• [DATA LISTING]

— BEGIN —

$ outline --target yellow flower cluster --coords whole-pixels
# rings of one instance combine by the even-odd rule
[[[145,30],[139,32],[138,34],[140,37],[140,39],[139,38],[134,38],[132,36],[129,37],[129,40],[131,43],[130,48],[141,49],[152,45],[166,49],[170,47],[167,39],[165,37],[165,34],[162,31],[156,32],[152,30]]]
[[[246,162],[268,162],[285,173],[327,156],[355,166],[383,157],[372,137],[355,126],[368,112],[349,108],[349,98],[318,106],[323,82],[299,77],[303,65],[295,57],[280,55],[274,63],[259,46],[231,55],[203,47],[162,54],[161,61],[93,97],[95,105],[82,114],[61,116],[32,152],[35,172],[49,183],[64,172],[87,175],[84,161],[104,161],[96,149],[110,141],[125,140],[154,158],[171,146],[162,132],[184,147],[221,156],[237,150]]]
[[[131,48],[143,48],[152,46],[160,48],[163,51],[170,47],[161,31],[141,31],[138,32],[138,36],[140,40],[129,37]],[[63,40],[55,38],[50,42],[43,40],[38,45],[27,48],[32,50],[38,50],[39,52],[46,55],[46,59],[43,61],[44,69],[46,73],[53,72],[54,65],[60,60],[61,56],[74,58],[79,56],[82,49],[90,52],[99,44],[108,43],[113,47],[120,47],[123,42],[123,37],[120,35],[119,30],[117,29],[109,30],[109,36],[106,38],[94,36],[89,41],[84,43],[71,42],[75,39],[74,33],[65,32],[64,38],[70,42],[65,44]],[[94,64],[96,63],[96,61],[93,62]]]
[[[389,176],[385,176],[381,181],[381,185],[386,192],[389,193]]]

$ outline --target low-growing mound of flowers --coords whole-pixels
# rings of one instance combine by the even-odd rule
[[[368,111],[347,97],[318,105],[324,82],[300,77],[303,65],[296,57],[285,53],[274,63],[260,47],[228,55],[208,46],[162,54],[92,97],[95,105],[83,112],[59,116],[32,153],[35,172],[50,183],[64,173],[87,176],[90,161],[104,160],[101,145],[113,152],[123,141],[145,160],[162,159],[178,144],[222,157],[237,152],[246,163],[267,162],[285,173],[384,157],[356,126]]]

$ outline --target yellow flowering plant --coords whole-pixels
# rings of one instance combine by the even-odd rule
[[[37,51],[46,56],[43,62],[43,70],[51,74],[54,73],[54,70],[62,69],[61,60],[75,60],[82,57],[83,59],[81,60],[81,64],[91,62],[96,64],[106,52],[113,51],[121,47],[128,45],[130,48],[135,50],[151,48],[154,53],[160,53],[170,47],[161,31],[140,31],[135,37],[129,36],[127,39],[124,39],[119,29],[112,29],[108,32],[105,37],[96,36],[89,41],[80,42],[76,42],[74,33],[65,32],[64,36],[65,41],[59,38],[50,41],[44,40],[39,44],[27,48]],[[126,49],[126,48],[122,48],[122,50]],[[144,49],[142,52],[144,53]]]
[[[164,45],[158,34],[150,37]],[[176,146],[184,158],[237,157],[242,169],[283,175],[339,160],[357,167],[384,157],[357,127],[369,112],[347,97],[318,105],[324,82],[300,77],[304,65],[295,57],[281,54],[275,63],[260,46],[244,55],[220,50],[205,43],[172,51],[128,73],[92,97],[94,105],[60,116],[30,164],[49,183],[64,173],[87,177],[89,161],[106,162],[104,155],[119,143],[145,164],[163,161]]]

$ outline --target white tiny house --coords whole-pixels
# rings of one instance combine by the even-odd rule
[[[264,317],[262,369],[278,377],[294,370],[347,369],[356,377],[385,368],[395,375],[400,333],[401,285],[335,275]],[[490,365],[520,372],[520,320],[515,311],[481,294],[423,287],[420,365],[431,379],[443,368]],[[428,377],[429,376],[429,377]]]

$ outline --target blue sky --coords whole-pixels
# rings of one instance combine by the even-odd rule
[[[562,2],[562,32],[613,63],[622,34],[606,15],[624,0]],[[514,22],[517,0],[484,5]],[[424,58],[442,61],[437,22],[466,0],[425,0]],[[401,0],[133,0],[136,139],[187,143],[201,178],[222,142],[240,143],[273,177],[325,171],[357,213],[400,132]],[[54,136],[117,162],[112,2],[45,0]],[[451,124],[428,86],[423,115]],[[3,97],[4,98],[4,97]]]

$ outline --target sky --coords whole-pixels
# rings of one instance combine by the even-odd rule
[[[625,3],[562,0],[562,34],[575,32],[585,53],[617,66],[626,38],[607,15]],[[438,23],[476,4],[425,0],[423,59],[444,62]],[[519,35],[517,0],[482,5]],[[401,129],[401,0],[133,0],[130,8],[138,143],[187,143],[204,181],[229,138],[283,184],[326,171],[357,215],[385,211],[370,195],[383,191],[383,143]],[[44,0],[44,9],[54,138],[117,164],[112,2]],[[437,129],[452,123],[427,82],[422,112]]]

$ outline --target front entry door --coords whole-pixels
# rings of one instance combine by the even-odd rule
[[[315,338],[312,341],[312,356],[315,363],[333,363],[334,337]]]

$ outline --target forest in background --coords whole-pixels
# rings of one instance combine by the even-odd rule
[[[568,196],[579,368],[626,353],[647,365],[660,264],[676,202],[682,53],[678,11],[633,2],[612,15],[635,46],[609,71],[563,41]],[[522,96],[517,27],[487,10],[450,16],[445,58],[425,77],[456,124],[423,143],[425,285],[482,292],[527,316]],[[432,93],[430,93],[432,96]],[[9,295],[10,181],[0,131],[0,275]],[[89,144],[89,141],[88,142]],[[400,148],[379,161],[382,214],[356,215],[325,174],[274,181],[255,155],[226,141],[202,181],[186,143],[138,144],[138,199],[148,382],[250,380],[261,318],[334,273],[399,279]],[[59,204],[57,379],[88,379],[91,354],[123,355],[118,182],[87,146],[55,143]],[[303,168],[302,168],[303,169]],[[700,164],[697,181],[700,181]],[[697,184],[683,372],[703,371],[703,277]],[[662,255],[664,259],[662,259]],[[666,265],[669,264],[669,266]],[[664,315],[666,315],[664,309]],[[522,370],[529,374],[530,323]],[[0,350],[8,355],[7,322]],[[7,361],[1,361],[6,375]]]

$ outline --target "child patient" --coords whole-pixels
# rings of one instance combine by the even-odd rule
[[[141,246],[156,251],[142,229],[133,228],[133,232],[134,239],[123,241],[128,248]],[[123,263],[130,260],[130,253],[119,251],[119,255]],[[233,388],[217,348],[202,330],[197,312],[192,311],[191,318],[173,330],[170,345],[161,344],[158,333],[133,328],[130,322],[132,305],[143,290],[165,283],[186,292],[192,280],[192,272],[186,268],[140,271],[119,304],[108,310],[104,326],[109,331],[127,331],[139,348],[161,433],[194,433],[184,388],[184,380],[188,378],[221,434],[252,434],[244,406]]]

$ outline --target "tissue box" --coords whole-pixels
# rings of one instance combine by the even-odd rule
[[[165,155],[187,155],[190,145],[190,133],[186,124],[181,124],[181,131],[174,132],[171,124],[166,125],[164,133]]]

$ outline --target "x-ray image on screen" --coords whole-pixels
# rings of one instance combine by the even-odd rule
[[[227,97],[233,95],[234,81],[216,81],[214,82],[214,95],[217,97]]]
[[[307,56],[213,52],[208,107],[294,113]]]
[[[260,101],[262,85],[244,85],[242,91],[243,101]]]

— END —

• [CHALLENGE]
Count the lines in the material above that contain the string "coords", treating uppercase and lowercase as different. Reply with the number alone.

• [RESPONSE TO THE TASK]
11